REQUIRED WORK:
Could you retype the Purdue Pharma text word for word, from "The company eventually" to "the opioid epidemic."?

TEXT:
[Start of section]

Amitrajeet A. Batabyal

It is now well known that Purdue Pharma aggressively and even deceptively marketed OxyContin in an attempt to boost sales and profits. As a result, lawsuits against Purdue Pharma and against the Sackler family mounted with Purdue Pharma pleading guilty to misbranding and fraud charges.

The company eventually sought bankruptcy protection in 2019 in exchange for monetary contributions from the Sackler family into a global settlement fund. Specifically, under a deal approved by a bankruptcy judge in 2021, Purdue Pharma was dissolved, $6 billion was set aside for the victims of the opioid epidemic, the hundreds of legal cases against the company ended, and, most importantly, the Sackler family was guaranteed protection from any and all future civil cases stemming from the opioid epidemic.

It is this guaranteed future protection offered to the Sackler family that the U.S. Supreme Court objected to in its 5-4 decision overturning the Purdue Pharma bankruptcy plan in Harrington v. Purdue Pharma L.P.

This SCOTUS decision means that a very carefully negotiated bankruptcy plan involving eight states and the District of Columbia, which took a long time to negotiate, may now mean absolutely nothing. At the very least, the relevant parties will have to go back to the drawing board and attempt to renegotiate the deal with no guarantee that a deal will, in fact, be reached. This also means that the over 100,000 victims from the opioid epidemic will have to wait much longer to receive compensation and, as Justice Brett Kavanaugh noted in his dissent, they may never receive any money from Purdue Pharma.

More on this Supreme Court ruling: How the Purdue Pharma decision could affect the Rochester Diocese bankruptcy in undetermined ways.

[End of section]

RECORDED INFORMATION:

[Start of section]

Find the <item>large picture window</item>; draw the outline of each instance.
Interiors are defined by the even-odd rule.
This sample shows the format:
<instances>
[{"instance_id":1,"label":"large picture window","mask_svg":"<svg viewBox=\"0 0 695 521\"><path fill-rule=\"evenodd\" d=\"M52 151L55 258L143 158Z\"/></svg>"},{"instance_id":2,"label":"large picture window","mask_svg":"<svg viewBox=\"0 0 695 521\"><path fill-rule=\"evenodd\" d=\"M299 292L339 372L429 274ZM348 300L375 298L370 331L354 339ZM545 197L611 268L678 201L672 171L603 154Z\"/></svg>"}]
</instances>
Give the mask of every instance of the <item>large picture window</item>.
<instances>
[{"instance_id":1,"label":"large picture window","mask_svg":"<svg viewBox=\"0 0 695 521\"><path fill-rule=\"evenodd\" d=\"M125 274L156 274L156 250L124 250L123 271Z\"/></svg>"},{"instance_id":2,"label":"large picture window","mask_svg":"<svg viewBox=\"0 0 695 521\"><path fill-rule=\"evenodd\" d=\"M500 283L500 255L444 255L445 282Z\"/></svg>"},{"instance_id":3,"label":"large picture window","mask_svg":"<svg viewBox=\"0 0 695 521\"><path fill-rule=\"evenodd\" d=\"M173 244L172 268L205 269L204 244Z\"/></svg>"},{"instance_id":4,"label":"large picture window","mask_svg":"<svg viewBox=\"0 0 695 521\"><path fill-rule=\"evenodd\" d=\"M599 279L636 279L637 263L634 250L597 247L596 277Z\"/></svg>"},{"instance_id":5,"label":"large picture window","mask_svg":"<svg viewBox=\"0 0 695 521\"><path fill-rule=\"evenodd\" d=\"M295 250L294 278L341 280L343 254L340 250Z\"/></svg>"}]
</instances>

[End of section]

WRITTEN SOLUTION:
The company eventually sought bankruptcy protection in 2019 in exchange for monetary contributions from the Sackler family into a global settlement fund. Specifically, under a deal approved by a bankruptcy judge in 2021, Purdue Pharma was dissolved, $6 billion was set aside for the victims of the opioid epidemic, the hundreds of legal cases against the company ended, and, most importantly, the Sackler family was guaranteed protection from any and all future civil cases stemming from the opioid epidemic.